TO DO:
Select each line in the records below that contains the word "Mark", and copy those lines.

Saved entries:
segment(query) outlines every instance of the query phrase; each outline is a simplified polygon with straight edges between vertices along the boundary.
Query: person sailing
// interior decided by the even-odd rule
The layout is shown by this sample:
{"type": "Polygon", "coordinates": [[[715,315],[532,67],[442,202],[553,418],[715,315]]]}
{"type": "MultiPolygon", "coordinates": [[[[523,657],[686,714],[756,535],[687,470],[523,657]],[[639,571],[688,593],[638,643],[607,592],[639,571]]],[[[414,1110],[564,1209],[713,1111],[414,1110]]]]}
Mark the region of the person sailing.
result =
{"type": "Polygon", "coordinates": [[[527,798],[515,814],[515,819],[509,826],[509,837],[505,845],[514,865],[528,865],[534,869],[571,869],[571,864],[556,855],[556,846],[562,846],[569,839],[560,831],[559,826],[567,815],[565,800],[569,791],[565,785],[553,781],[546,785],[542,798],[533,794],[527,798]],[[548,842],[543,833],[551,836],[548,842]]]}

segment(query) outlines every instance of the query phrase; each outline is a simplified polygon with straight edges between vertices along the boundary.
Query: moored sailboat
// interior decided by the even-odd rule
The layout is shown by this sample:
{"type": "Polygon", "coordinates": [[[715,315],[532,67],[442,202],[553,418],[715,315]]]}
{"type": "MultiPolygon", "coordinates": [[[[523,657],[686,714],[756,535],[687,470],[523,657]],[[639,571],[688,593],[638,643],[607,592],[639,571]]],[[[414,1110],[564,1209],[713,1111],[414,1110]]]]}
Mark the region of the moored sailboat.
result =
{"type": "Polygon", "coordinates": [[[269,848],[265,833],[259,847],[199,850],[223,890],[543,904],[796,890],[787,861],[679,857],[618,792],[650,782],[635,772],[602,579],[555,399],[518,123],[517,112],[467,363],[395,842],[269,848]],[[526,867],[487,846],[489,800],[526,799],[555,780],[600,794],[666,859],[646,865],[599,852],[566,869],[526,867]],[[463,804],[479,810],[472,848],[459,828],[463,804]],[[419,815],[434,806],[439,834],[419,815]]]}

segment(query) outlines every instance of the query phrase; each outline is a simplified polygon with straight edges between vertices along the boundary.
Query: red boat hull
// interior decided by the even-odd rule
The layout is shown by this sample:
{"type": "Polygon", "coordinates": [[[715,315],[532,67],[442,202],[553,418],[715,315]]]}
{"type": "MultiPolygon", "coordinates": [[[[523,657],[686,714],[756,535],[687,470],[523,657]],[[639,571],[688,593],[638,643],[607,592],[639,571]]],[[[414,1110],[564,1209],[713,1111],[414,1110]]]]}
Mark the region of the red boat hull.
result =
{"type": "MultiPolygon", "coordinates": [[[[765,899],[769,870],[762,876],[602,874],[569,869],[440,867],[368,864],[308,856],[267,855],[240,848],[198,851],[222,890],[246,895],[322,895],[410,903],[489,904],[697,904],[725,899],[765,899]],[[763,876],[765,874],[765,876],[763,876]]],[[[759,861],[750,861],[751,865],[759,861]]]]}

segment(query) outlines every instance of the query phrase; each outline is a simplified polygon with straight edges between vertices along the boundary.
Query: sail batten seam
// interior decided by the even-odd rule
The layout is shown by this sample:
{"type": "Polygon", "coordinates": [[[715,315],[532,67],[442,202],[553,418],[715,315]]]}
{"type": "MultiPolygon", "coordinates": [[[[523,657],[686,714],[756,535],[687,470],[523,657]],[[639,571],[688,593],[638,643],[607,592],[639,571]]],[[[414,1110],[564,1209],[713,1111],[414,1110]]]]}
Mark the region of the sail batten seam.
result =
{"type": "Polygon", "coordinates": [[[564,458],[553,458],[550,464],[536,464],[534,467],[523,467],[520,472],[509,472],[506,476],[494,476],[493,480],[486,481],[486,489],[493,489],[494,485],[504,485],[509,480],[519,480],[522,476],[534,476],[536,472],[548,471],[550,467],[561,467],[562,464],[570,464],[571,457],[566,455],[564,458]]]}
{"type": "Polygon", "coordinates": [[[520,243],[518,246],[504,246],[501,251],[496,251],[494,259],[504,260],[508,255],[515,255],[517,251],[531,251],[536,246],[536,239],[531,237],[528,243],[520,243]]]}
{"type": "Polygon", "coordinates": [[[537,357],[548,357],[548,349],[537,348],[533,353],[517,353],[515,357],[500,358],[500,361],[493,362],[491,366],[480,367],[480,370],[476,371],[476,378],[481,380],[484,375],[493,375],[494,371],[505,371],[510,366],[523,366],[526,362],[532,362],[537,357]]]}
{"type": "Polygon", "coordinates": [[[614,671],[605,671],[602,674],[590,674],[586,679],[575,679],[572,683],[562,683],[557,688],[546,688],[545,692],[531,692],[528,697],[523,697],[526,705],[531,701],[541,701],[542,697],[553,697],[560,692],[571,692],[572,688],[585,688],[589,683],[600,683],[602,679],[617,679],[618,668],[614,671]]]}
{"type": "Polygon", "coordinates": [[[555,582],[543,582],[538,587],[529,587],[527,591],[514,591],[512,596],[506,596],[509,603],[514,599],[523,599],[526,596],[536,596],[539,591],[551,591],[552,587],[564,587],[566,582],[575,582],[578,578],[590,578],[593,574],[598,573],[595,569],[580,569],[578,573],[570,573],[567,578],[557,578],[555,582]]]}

ANSWER TO THE PROBLEM:
Mark the region of the person sailing.
Mark the region of the moored sailboat.
Mark the region of the red boat hull.
Mark the region of the sail batten seam.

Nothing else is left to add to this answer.